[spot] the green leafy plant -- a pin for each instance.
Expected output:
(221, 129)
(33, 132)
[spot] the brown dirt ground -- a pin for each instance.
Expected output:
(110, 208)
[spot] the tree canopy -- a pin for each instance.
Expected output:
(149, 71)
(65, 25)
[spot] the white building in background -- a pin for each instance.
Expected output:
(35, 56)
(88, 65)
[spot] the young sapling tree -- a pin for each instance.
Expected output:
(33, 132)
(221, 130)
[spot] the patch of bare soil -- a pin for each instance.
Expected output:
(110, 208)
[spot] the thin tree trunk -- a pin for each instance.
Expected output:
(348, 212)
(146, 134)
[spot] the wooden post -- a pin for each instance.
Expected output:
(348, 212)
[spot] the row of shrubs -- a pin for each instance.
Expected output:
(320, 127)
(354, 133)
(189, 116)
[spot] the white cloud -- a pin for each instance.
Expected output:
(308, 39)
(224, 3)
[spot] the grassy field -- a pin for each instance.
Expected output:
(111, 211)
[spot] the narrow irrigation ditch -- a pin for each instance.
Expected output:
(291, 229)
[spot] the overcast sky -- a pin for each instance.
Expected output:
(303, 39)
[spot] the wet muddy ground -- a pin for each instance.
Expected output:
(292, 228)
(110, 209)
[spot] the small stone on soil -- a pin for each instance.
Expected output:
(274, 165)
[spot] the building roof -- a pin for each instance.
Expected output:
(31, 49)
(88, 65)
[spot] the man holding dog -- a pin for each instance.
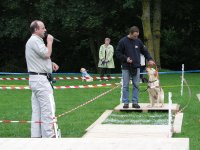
• • •
▶ **Task to carry out**:
Format every one of the lines above as a numbered list, skipping any blank lines and leaving out the pictures.

▶ **Answer to this problem**:
1. [spot] the green leafy plant -- a pin for each instance.
2. Expected output:
3. (221, 129)
4. (33, 132)
5. [spot] the brown dirt ground -- a pin for each instance.
6. Expected output:
7. (110, 208)
8. [spot] the tree canopy -- a pin for each instance.
9. Expected output:
10. (149, 71)
11. (65, 25)
12. [spot] the white building in background -- a pin for each instance.
13. Expected output:
14. (35, 56)
15. (88, 65)
16. [spot] the young sapling tree -- a pin for each instance.
17. Expected output:
18. (33, 132)
19. (221, 130)
20. [spot] the patch of bare soil -- a pin for each instance.
21. Expected output:
22. (110, 208)
23. [spot] the thin tree trunk -- a pin for each instance.
24. Expected output:
25. (348, 212)
26. (146, 134)
27. [spot] the wooden post -- a pin for each instance.
28. Expected output:
29. (348, 212)
30. [spot] the row of shrubs -- a pin for each instance.
31. Expected output:
32. (320, 127)
33. (354, 133)
34. (189, 116)
35. [spot] the white cloud -- a pin for each instance.
36. Expected output:
37. (308, 39)
38. (224, 3)
39. [spot] the grassy field -- a pin for each instance.
40. Expected output:
41. (111, 211)
42. [spot] the narrow irrigation ditch -- a pin for each instance.
43. Expected output:
44. (291, 229)
45. [spot] the overcast sky -- a pin for each instance.
46. Expected output:
47. (303, 39)
48. [spot] the wet muddy ground -- a pin for each instance.
49. Expected output:
50. (292, 228)
51. (110, 209)
52. [spot] the small stone on soil -- a pin for each instance.
53. Expected output:
54. (274, 165)
55. [spot] the building roof -- a pin for each instance.
56. Expected output:
57. (31, 49)
58. (88, 65)
59. [spot] the man holding dog -- a pin for each instance.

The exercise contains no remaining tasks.